§ **Excerpted data**
++++++++

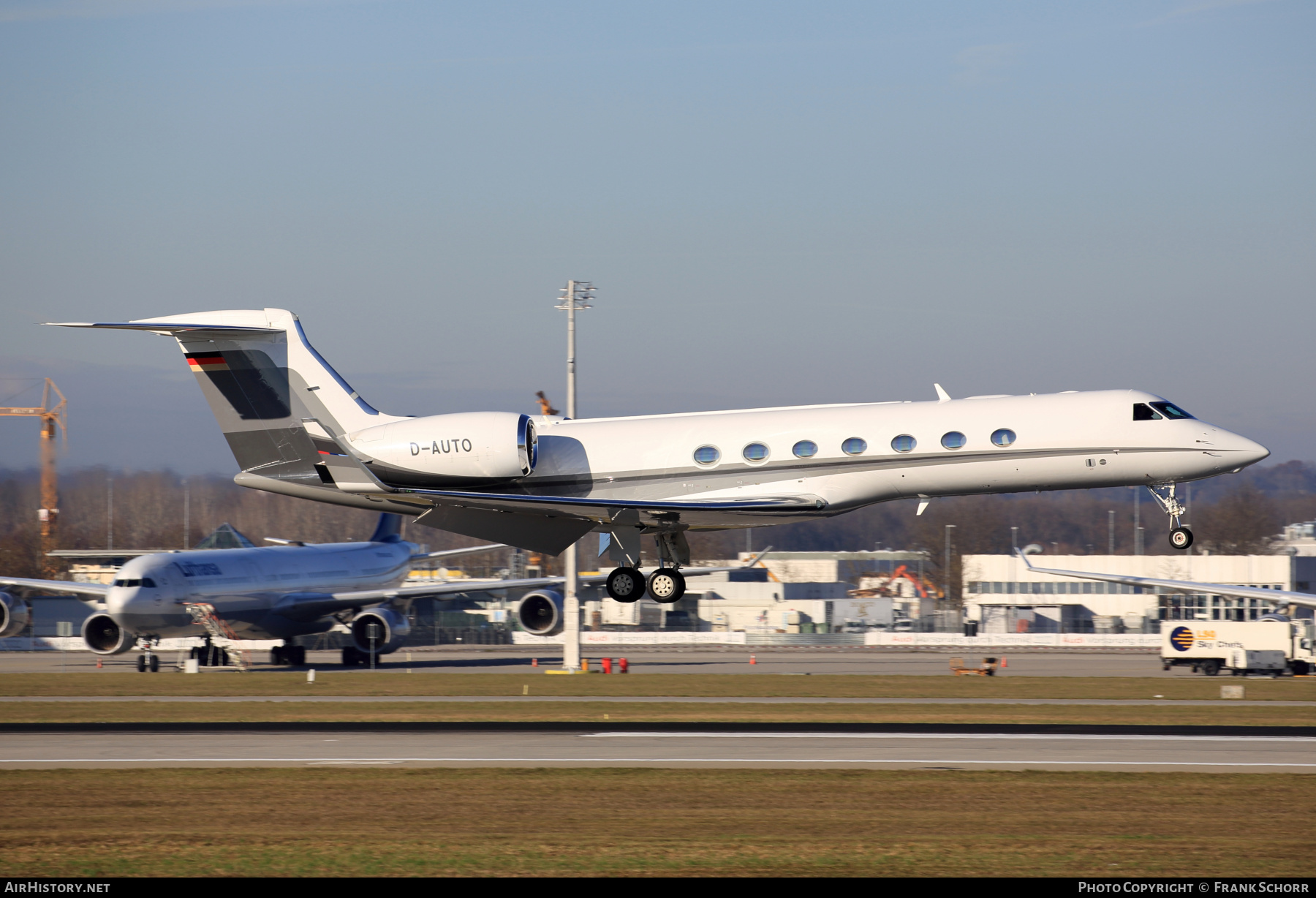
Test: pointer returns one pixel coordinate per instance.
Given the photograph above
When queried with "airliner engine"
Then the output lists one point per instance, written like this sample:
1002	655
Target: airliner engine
105	636
15	614
390	630
540	613
469	448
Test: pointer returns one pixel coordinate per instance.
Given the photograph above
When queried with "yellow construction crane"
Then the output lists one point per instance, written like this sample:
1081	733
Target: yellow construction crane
49	511
545	406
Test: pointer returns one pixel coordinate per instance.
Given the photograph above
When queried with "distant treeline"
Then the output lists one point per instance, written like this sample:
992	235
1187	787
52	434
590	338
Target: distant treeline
1232	514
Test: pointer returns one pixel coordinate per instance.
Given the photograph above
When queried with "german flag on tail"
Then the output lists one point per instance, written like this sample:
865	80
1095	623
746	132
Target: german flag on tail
207	363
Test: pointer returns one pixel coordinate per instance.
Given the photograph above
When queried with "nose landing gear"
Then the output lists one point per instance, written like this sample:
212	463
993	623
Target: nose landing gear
1181	537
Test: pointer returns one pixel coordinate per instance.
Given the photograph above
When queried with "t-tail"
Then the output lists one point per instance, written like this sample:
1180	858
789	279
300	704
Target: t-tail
279	403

++++++++

§ **To be done**
Count the lines in the material above that contain the word "airliner", and reply with the number alone.

§ **Correct result**
2